<<<<

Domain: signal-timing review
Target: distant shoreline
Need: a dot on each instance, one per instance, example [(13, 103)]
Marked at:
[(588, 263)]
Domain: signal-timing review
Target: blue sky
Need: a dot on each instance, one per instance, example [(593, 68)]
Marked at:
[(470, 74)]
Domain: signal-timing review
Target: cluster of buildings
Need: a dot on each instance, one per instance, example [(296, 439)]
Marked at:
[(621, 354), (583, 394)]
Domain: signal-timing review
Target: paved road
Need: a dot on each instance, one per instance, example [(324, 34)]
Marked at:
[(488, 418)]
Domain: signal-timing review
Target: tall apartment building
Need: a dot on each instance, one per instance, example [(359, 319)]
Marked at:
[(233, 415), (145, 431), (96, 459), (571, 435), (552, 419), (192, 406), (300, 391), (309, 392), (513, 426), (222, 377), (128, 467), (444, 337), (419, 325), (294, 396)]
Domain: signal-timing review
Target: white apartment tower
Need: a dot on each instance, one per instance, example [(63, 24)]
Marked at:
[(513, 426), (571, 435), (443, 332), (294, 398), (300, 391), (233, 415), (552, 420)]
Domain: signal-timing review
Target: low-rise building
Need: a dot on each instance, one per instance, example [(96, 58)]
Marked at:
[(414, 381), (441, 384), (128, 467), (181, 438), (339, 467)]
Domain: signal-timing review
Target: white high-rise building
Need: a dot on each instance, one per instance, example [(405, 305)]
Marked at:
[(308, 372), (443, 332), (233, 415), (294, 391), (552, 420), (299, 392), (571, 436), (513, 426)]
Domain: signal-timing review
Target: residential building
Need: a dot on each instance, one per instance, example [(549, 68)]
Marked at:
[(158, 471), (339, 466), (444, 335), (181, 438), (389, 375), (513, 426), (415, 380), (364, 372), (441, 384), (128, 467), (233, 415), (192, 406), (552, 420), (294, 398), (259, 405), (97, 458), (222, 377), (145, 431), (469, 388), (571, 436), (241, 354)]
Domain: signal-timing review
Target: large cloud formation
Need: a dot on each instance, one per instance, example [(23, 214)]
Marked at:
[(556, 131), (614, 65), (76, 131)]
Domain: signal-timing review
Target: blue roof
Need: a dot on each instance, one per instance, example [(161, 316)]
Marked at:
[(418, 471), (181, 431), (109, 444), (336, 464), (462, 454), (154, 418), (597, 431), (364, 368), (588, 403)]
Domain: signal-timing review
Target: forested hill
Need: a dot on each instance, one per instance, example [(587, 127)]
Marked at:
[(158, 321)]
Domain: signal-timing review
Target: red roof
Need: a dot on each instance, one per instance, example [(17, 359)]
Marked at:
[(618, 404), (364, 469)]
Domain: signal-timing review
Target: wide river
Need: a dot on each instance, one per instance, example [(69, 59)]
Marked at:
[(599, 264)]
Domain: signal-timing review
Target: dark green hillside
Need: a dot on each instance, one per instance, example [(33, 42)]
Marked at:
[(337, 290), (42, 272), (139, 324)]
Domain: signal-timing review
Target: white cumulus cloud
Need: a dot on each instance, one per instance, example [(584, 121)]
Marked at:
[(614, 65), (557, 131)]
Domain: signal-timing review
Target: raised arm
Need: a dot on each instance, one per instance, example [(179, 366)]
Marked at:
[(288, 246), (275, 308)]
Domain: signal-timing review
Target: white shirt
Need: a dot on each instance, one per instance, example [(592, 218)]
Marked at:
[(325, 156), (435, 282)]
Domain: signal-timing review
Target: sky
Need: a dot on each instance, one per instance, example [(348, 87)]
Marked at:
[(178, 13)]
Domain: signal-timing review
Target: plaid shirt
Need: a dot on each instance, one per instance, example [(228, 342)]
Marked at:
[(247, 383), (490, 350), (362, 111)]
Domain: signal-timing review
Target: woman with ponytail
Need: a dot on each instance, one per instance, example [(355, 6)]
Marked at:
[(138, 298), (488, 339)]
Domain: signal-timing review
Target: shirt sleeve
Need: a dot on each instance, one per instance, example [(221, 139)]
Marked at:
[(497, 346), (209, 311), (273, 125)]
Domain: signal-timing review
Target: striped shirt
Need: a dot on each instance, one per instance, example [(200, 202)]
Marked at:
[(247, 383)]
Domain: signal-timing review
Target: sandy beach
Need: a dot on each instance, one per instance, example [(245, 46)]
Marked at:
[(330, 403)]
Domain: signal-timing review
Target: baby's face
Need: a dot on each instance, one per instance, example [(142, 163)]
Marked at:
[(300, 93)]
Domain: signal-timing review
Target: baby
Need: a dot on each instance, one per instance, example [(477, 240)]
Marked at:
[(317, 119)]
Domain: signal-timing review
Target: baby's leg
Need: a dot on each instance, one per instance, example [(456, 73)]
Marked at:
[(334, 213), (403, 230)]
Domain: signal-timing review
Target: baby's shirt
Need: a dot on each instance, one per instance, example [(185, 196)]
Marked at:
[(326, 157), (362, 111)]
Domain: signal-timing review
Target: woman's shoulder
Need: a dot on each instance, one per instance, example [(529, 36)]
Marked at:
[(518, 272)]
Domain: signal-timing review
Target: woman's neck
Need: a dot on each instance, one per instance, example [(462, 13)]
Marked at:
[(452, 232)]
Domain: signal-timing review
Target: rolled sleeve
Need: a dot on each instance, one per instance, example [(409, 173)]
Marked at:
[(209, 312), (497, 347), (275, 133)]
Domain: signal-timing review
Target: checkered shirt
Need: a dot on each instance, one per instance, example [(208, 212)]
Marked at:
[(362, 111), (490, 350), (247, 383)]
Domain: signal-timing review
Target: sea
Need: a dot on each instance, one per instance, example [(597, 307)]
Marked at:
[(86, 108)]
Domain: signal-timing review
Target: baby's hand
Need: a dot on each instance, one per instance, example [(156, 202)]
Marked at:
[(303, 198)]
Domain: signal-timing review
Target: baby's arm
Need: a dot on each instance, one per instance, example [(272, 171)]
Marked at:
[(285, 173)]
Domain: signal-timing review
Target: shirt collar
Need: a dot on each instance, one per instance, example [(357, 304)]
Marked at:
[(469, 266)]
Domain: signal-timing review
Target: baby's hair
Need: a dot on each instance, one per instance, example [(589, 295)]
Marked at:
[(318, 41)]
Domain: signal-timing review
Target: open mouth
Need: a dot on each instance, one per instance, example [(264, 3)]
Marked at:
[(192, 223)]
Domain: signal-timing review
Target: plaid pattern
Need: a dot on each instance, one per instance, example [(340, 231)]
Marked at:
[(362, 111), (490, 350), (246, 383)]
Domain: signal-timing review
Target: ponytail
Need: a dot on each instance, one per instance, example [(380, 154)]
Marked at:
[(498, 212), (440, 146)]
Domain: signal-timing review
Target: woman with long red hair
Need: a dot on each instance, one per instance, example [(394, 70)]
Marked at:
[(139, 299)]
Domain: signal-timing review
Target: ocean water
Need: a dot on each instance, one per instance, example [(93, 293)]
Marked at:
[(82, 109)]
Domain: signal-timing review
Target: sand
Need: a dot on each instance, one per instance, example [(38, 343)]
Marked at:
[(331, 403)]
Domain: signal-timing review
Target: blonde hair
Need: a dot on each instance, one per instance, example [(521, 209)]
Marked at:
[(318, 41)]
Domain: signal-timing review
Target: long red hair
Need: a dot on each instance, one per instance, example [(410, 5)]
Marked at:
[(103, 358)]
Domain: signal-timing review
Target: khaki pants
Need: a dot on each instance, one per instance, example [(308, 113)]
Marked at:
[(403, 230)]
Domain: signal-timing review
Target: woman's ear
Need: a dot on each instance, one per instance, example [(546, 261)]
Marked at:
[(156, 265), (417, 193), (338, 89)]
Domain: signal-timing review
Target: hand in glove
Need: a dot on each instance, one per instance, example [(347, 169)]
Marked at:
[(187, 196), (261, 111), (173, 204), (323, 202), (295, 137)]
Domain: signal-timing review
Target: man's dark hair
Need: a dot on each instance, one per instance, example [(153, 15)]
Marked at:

>>>>

-- WORK TO COMPLETE --
Retype, exactly and in full, the lines above from the one containing "example [(23, 214)]" through the one containing "example [(69, 59)]".

-- REPLY --
Need: a dot on each instance, one per instance, example [(23, 214)]
Marked at:
[(556, 131), (614, 65), (76, 131)]
Domain: signal-timing review
Target: blue roof
Need: a dot on each instance, one per instance, example [(161, 316)]
Marked at:
[(418, 471), (181, 431), (109, 444), (336, 464), (462, 454), (154, 418), (597, 431), (364, 368), (588, 403)]
Domain: signal-timing review
Target: forested hill
Need: a dot on each instance, one per instance, example [(587, 127)]
Marked at:
[(158, 321)]
Domain: signal-timing review
Target: red roof
Need: a dot on each instance, one per instance, example [(17, 359)]
Marked at:
[(618, 404), (364, 469)]
Domain: signal-timing review
Target: wide river
Need: a dot on each instance, one per instance, example [(69, 59)]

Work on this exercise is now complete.